• DOCUMENTO FUENTE:

Los japoneses, en gran parte gracias a sus raíces budistas, poseen una profunda sensibilidad, una gran apertura a la dimensión de la trascendencia, la gratuidad y la belleza que subyacen a otras experiencias humanas. Pero, naturalmente, se trata de una sensibilidad que hoy se encuentra amenazada por la mentalidad estrictamente económica y materialista, que impide alcanzar dimensiones más profundas de la realidad. La misión en Japón y en Asia pueden hoy ayudarnos a descubrir o redescubrir la sensibilidad religiosa como sentido musical, como conciencia y valoración de unas dimensiones de la realidad que son más profundas que la religión instrumental o que las concepciones materialistas de la vida.
Pero todo esto tiene que ver con la educación: el sentido musical se educa, lo mismo se educará el sentido religioso. Las instituciones de la Compañía, ¿juegan un papel en esto?
Sería una tragedia si nuestras instituciones educativas se limitasen a insistir en la racionalidad y en la autocomprensión del ser humano, en este mundo nuestro secular y materialista. Las razones para emprender un proceso de formación educativa son de índole totalmente diversa. No nos embarcamos en la tarea de instruir para lograr prosélitos, sino para lograr transformar a las personas. Queremos formar un tipo nuevo de humanidad que sea, por decirlo así, radicalmente musical, que mantenga la sensibilidad hacia la belleza, la bondad, el sufrimiento de los demás y la compasión. Ofrecemos una educación cristiana porque estamos convencidos de que Cristo presenta unos horizontes que van más allá de los limitados intereses de la economía o de la producción; que Cristo ofrece una visión de la humanidad más plena, que lleva a la persona más allá de si misma por medio de la dedicación a los demás y preocupándose por ellos; que Cristo ofrece no solo información, que de información el mundo está ya saturado, sino una sabiduría profunda. La universidad –y la Compañía tiene muchas en el mundo– es una institución social con una función específica al servicio de la sociedad, de sus valores, de sus horizontes y de sus ideales.

Entradas de anotación por coordenadas:
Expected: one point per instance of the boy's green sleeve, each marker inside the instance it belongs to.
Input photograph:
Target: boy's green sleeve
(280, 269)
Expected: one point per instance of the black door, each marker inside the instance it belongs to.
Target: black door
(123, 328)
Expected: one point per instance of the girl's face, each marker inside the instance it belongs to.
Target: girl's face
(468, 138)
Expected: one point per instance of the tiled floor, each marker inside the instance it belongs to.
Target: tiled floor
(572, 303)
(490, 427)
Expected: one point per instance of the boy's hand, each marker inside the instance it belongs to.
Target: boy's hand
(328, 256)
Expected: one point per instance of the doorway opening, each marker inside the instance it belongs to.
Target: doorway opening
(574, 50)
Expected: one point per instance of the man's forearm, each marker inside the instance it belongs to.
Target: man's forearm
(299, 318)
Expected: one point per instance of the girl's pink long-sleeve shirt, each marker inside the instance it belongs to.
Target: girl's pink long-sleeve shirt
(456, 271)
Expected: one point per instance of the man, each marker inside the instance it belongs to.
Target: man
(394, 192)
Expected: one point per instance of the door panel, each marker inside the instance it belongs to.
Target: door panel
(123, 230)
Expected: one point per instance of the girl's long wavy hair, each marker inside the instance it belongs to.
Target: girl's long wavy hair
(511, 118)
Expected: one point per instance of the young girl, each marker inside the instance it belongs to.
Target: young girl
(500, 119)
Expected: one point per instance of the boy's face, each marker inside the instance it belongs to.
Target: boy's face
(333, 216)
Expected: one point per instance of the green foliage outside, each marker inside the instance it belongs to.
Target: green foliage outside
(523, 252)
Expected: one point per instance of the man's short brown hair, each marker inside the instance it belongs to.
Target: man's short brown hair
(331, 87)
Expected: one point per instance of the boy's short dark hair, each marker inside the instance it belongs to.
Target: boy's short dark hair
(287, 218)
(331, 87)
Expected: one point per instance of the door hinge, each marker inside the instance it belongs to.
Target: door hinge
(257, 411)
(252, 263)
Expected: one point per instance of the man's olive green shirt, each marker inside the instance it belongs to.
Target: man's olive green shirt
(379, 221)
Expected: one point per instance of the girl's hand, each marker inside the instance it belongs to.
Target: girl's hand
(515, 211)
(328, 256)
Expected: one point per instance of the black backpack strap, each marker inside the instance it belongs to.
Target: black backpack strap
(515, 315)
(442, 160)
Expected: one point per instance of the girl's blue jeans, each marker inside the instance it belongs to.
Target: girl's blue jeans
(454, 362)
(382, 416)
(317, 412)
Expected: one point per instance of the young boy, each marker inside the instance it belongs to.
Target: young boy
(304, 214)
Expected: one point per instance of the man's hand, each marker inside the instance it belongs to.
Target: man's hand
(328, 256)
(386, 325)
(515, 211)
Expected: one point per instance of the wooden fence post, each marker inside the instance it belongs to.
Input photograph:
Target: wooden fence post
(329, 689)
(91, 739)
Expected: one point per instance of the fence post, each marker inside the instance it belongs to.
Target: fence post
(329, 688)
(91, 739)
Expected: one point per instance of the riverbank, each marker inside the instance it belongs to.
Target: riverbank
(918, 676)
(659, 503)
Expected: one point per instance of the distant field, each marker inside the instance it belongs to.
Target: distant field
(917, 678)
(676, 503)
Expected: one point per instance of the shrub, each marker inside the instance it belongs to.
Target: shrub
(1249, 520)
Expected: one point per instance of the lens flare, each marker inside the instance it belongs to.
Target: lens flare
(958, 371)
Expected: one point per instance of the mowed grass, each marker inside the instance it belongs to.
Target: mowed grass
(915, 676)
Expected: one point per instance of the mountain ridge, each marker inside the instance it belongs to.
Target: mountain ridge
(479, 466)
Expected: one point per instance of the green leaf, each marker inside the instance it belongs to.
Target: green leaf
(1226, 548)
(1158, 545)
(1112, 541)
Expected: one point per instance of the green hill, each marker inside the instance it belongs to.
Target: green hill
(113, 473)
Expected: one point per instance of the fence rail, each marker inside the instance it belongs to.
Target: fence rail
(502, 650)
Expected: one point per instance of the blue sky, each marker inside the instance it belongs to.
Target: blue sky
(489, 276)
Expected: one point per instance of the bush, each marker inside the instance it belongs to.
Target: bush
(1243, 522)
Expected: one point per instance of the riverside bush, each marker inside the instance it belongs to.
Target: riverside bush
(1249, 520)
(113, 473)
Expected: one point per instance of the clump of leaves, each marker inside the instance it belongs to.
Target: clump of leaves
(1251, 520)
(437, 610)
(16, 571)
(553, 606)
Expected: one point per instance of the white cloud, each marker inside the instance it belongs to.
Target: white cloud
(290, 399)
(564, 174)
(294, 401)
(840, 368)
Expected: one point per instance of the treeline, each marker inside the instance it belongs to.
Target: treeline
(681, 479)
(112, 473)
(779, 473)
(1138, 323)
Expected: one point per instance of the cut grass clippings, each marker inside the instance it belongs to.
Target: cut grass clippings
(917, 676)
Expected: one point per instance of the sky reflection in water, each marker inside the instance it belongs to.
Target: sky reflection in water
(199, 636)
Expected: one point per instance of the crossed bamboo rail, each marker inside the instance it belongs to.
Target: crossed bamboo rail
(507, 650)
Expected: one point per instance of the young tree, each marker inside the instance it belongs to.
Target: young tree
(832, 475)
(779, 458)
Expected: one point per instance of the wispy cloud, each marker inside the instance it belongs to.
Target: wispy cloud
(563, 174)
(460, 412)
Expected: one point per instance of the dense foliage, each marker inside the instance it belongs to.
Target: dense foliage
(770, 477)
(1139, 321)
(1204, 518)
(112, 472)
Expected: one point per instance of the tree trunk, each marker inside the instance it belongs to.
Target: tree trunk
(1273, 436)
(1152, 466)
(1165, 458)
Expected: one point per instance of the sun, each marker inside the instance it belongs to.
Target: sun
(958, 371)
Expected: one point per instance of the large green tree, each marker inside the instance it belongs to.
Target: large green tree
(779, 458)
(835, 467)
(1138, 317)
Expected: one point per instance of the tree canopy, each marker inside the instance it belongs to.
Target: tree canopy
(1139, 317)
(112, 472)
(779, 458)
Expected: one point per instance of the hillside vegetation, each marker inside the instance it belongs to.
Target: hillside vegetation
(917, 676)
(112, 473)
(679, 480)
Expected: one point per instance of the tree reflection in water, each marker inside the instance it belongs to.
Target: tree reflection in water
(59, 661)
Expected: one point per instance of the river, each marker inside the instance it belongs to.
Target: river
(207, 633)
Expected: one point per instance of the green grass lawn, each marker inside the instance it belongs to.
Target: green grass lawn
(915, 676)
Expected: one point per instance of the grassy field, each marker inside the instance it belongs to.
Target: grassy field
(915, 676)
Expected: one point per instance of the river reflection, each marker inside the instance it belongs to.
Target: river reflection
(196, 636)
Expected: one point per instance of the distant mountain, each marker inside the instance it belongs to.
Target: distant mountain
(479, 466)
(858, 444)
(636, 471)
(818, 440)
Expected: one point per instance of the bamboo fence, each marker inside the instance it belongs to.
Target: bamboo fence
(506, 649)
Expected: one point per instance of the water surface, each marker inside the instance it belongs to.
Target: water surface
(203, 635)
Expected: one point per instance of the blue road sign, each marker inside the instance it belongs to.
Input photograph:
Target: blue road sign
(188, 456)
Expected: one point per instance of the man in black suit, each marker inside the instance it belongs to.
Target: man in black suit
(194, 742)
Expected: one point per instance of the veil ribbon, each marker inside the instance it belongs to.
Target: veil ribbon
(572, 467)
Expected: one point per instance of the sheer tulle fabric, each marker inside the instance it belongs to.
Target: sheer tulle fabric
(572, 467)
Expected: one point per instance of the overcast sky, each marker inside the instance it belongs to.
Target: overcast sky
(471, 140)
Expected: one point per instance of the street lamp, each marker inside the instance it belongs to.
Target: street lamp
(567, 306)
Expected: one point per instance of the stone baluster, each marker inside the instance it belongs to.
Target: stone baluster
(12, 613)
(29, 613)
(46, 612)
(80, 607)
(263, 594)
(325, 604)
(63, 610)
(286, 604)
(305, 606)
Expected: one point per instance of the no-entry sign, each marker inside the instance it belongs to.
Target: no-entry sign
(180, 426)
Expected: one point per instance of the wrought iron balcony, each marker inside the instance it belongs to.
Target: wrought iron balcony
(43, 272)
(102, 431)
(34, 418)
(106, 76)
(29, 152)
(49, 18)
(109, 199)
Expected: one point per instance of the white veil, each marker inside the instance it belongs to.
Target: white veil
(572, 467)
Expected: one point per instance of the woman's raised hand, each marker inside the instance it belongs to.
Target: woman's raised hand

• INSTRUCCIONES DE TAREAS:
A) Responde, según el fragmento sobre la sensibilidad religiosa y la educación:
(i) ¿Gracias a qué raíces poseen los japoneses una profunda sensibilidad?
(ii) ¿Qué mentalidad amenaza hoy esa sensibilidad?
(iii) ¿Con qué fin no se emprende la tarea de instruir y con qué fin sí?
B) Convierte en una tabla Markdown, con las columnas Número y Línea, las líneas de los registros comenzando en la que contiene "Expected: one point per instance of the sun, each" y terminando en la que contiene "(1138, 317)", ambas incluidas. Omite las líneas en blanco.

• LISTA DE RESPUESTAS:
A)
(i) Gracias a sus raíces budistas.
(ii) La mentalidad estrictamente económica y materialista.
(iii) No se emprende para lograr prosélitos, sino para lograr transformar a las personas.

B)
| Número | Línea |
|---|---|
| 1 | Expected: one point per instance of the sun, each marker inside the instance it belongs to. |
| 2 | Target: sun |
| 3 | (958, 371) |
| 4 | Expected: one point per instance of the large green tree, each marker inside the instance it belongs to. |
| 5 | Target: large green tree |
| 6 | (779, 458) |
| 7 | (835, 467) |
| 8 | (1138, 317) |